'''
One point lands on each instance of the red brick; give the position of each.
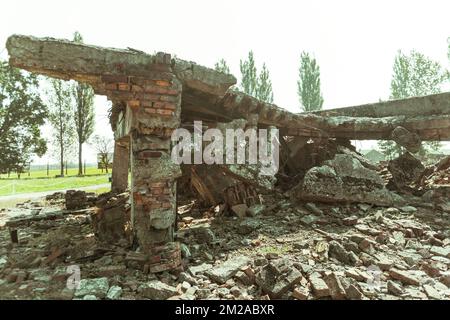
(162, 83)
(158, 184)
(146, 103)
(167, 205)
(165, 112)
(134, 103)
(170, 106)
(136, 88)
(156, 206)
(123, 86)
(115, 78)
(157, 191)
(111, 86)
(150, 110)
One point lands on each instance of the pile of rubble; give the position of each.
(285, 251)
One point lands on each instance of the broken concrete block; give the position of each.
(440, 251)
(319, 286)
(114, 293)
(227, 269)
(200, 268)
(97, 287)
(353, 293)
(337, 290)
(345, 179)
(406, 277)
(240, 210)
(157, 290)
(394, 288)
(276, 279)
(300, 293)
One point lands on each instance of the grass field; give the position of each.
(38, 181)
(52, 173)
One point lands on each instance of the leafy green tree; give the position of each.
(264, 87)
(61, 111)
(414, 74)
(309, 92)
(222, 66)
(258, 86)
(22, 113)
(84, 117)
(249, 81)
(104, 146)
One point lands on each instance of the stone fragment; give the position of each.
(394, 288)
(157, 290)
(406, 277)
(431, 292)
(114, 293)
(337, 251)
(313, 208)
(277, 278)
(319, 286)
(440, 251)
(350, 221)
(353, 293)
(227, 269)
(240, 210)
(337, 290)
(97, 287)
(300, 293)
(200, 268)
(345, 179)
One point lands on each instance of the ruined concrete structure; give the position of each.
(154, 94)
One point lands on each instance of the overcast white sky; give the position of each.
(354, 41)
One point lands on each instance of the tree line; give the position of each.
(68, 108)
(413, 74)
(70, 105)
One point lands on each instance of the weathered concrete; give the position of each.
(121, 163)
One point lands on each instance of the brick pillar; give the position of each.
(152, 112)
(121, 163)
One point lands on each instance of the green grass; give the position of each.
(280, 250)
(16, 186)
(52, 173)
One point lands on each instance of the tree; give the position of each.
(22, 113)
(258, 86)
(222, 66)
(264, 87)
(414, 74)
(104, 146)
(61, 111)
(309, 92)
(249, 82)
(84, 117)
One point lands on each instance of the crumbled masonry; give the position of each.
(329, 225)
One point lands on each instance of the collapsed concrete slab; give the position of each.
(152, 95)
(345, 179)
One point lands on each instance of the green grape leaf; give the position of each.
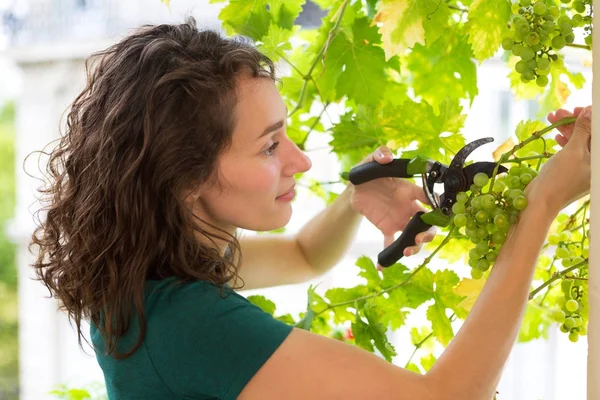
(287, 319)
(424, 337)
(436, 313)
(487, 25)
(445, 284)
(354, 68)
(414, 368)
(394, 274)
(420, 288)
(372, 8)
(558, 91)
(276, 42)
(247, 17)
(389, 309)
(448, 64)
(454, 250)
(433, 132)
(315, 301)
(361, 332)
(535, 324)
(368, 271)
(521, 90)
(404, 23)
(285, 12)
(428, 361)
(265, 304)
(377, 331)
(524, 130)
(341, 295)
(318, 189)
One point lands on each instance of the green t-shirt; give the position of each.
(198, 345)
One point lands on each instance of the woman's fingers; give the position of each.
(565, 130)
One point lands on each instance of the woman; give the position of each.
(177, 141)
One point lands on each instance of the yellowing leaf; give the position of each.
(469, 288)
(487, 26)
(401, 26)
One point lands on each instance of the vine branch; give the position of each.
(555, 277)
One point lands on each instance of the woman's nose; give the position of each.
(298, 161)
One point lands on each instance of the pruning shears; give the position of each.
(455, 177)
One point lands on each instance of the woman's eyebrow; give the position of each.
(272, 128)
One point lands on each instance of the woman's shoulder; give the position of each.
(173, 292)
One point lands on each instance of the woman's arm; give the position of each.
(472, 363)
(307, 365)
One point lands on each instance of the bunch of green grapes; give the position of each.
(569, 315)
(571, 303)
(583, 18)
(537, 32)
(487, 215)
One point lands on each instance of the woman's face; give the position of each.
(256, 174)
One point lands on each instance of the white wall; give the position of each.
(53, 75)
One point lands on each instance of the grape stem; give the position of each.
(417, 347)
(426, 338)
(556, 276)
(330, 37)
(535, 135)
(404, 282)
(539, 156)
(579, 46)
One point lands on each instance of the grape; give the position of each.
(543, 63)
(458, 208)
(538, 31)
(579, 6)
(488, 202)
(573, 337)
(558, 315)
(476, 273)
(507, 43)
(571, 305)
(565, 236)
(558, 42)
(460, 220)
(561, 252)
(532, 39)
(501, 221)
(542, 81)
(481, 179)
(554, 240)
(569, 38)
(527, 53)
(520, 203)
(539, 8)
(488, 213)
(483, 265)
(521, 66)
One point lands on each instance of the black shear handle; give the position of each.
(373, 170)
(395, 251)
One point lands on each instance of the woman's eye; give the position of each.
(270, 150)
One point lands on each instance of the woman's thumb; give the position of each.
(583, 126)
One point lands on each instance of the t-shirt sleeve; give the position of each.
(207, 345)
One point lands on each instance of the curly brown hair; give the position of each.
(157, 111)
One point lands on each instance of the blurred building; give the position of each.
(48, 40)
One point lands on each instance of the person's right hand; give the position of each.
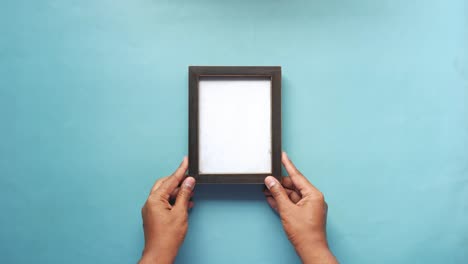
(303, 213)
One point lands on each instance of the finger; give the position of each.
(185, 192)
(295, 197)
(174, 193)
(271, 201)
(287, 183)
(299, 181)
(288, 191)
(278, 193)
(173, 181)
(158, 183)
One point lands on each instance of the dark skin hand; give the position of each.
(165, 224)
(301, 207)
(303, 212)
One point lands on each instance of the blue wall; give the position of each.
(93, 109)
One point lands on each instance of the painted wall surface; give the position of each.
(93, 109)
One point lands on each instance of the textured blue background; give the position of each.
(93, 109)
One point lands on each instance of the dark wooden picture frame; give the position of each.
(273, 73)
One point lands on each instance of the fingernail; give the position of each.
(189, 183)
(270, 182)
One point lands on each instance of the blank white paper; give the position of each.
(234, 125)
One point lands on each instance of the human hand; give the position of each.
(303, 213)
(165, 223)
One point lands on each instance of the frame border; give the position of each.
(274, 72)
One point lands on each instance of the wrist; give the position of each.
(164, 256)
(316, 251)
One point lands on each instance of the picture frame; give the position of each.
(213, 91)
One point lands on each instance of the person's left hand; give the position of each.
(165, 223)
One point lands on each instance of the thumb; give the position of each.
(278, 192)
(185, 192)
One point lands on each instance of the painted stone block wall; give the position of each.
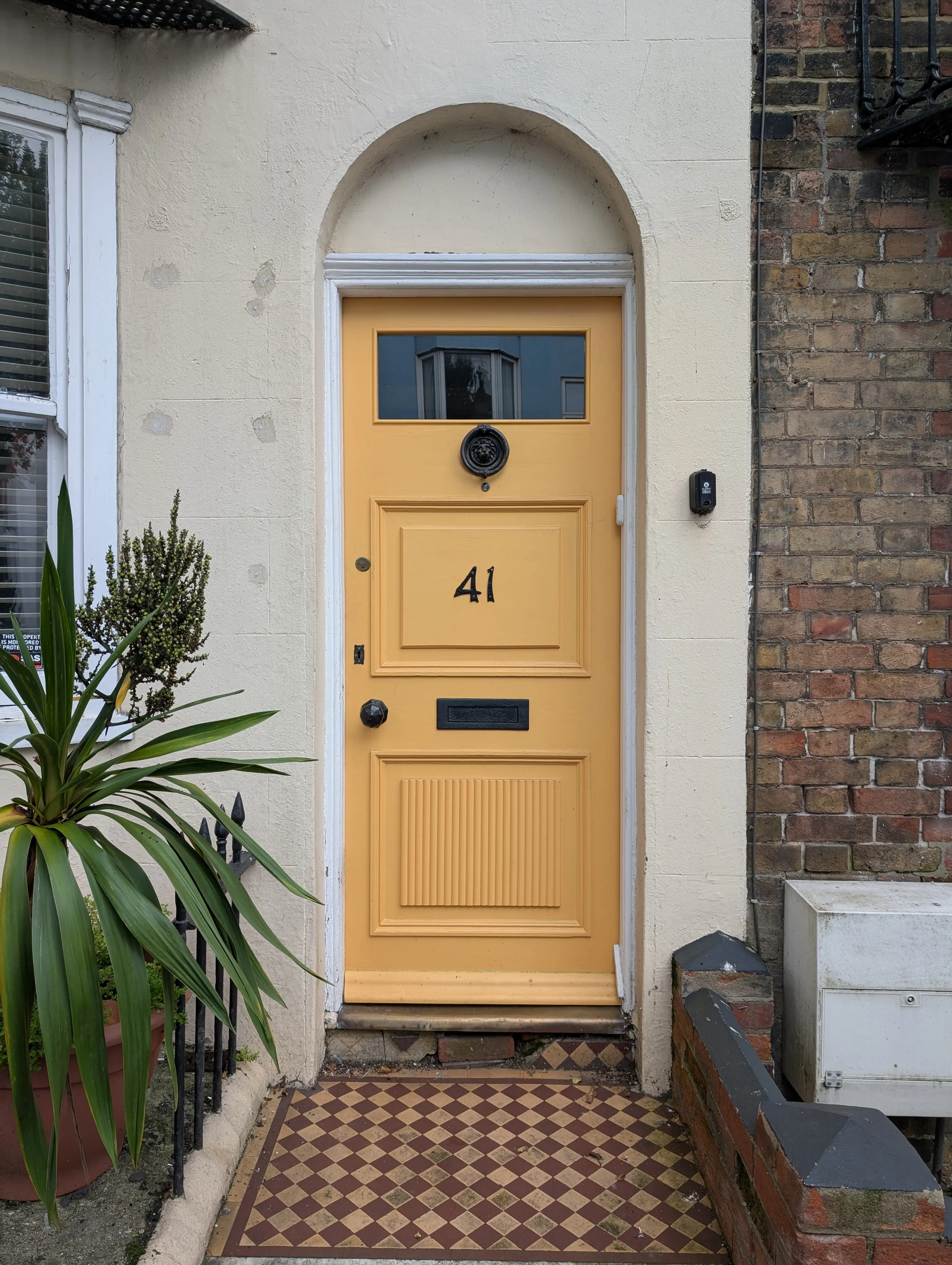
'''
WHAT THE EXERCISE ASKS: Pull out each line of the records that contains the string "wall". Treat uppercase and lowercase as different.

THE COMPLETED TASK:
One point lands on each instance of the white wall; give the position of each.
One point lands on each instance of the blue wall; give the position of each.
One point lands on each instance of the painted wall surface; give the position of each.
One point lands on each instance of the painted stone block wall; give the position of each.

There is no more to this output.